▶ [Task goal]
Can you update the data below by replacing "power line" with "utility pole" and leaving everything else unchanged?

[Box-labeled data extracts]
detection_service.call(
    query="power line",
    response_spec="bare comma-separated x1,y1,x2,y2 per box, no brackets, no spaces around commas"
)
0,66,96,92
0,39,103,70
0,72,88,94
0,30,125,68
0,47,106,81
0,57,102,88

▶ [Complete output]
detection_service.call(
    query="utility pole",
    response_spec="bare comma-separated x1,y1,x2,y2 per box, no brackets, no spaces around commas"
)
0,66,96,92
0,39,103,70
0,72,88,94
0,30,125,68
0,47,106,81
0,57,102,88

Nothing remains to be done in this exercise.